■ Task statement ■
The answer is every line of the records that holds the word "roof", copied in full.

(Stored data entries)
- - - - -

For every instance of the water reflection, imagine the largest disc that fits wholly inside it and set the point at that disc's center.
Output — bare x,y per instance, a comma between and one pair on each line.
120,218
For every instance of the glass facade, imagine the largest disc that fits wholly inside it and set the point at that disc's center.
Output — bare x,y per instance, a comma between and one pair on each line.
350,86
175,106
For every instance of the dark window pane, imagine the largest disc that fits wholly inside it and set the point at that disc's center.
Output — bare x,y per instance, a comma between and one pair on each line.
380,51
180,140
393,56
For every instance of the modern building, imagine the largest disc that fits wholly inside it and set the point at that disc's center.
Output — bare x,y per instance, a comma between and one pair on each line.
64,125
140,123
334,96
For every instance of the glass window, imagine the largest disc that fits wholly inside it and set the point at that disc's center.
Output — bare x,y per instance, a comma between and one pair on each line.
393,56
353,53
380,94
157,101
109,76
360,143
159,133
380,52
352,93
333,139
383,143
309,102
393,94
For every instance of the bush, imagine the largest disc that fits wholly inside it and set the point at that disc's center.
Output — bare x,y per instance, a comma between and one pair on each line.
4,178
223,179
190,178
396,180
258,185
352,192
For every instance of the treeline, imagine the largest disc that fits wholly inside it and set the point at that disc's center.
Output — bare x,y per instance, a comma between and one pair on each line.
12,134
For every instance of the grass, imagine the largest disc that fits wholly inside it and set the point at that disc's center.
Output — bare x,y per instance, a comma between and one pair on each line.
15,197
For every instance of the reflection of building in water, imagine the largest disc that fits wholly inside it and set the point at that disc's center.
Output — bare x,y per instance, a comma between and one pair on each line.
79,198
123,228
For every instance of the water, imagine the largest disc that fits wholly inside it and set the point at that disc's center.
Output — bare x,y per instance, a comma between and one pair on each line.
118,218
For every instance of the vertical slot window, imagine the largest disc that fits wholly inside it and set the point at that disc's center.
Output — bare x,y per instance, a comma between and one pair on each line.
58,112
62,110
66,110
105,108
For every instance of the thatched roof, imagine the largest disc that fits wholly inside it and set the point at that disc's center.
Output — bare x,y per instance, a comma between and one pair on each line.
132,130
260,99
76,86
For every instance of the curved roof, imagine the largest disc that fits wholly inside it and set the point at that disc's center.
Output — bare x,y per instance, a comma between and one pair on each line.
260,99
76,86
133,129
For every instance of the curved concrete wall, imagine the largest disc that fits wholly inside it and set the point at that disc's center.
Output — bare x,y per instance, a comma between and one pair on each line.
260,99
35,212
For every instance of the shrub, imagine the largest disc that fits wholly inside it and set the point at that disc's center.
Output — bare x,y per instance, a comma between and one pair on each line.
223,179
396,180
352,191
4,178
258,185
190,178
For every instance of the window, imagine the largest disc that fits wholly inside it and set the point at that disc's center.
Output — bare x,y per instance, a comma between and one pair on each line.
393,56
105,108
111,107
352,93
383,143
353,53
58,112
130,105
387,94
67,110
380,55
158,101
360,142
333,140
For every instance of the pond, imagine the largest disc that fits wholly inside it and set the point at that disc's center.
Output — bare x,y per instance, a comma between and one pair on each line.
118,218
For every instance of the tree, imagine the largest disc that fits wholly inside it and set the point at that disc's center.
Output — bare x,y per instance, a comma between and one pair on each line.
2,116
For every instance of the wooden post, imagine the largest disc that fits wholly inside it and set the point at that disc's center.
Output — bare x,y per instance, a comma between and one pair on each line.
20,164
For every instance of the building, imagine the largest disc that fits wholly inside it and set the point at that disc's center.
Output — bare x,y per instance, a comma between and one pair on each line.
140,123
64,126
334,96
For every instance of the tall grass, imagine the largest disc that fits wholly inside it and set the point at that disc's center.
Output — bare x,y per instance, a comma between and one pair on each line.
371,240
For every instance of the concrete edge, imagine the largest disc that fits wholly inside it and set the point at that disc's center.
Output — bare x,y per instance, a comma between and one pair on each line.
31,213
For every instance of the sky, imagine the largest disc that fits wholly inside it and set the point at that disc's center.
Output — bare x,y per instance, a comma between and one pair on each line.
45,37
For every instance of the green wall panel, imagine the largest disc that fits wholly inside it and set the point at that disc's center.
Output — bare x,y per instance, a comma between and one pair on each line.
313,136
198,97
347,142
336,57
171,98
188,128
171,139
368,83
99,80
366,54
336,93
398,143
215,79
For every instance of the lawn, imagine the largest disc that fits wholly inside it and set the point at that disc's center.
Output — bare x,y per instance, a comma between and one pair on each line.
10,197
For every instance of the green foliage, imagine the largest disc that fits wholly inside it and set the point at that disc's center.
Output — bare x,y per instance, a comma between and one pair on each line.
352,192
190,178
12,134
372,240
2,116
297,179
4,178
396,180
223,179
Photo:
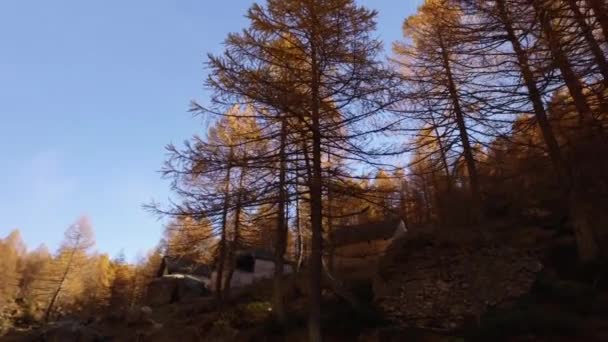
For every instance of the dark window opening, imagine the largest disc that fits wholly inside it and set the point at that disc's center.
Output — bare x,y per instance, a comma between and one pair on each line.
245,263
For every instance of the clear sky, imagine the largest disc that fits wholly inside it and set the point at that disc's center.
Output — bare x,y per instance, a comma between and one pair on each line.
90,93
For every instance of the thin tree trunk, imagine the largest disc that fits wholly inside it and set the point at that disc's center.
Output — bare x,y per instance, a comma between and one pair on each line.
559,164
299,242
222,243
281,240
561,60
49,309
589,247
330,221
316,193
464,135
601,13
237,235
596,50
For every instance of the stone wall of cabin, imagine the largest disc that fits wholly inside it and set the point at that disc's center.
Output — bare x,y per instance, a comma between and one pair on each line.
360,259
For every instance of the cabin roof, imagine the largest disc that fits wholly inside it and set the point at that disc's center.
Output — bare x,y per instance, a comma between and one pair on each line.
183,265
258,253
369,231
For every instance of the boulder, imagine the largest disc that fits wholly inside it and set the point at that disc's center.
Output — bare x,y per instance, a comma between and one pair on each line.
442,281
166,290
68,331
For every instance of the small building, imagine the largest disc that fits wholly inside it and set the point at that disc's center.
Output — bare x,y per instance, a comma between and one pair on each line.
357,249
184,267
179,279
253,265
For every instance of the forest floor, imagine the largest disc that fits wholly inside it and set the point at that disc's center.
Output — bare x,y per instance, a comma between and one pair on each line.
568,302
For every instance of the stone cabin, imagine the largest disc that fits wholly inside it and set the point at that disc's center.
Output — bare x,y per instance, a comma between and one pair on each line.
253,265
179,279
183,278
357,249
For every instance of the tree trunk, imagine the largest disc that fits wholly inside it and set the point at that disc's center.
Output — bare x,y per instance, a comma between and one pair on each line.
559,164
49,309
237,235
464,135
601,13
278,300
561,60
222,243
596,50
588,245
316,194
299,242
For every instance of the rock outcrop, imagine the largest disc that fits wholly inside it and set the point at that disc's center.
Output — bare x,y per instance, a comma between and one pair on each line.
442,281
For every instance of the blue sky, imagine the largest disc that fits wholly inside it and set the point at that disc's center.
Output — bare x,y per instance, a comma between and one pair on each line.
91,92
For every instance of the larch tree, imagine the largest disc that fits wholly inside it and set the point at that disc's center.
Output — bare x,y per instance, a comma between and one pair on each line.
336,85
78,239
432,61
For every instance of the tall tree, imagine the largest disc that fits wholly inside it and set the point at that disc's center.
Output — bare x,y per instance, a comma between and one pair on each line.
78,239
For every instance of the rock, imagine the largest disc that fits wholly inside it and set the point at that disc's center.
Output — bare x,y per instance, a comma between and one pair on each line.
168,290
139,314
68,331
440,282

- - - - -

■ Result of the task ■
For every instance of the thatched roof, imagine the largest disc that fits wholly inside it and set the point at that disc's center.
For every instance of the curved roof, imagine the largest disc that fits wholly inside it and set the point at that disc's center.
For every instance of the cabin roof, imagine the largest disc that fits wholly inside it and set the point at that disc's center.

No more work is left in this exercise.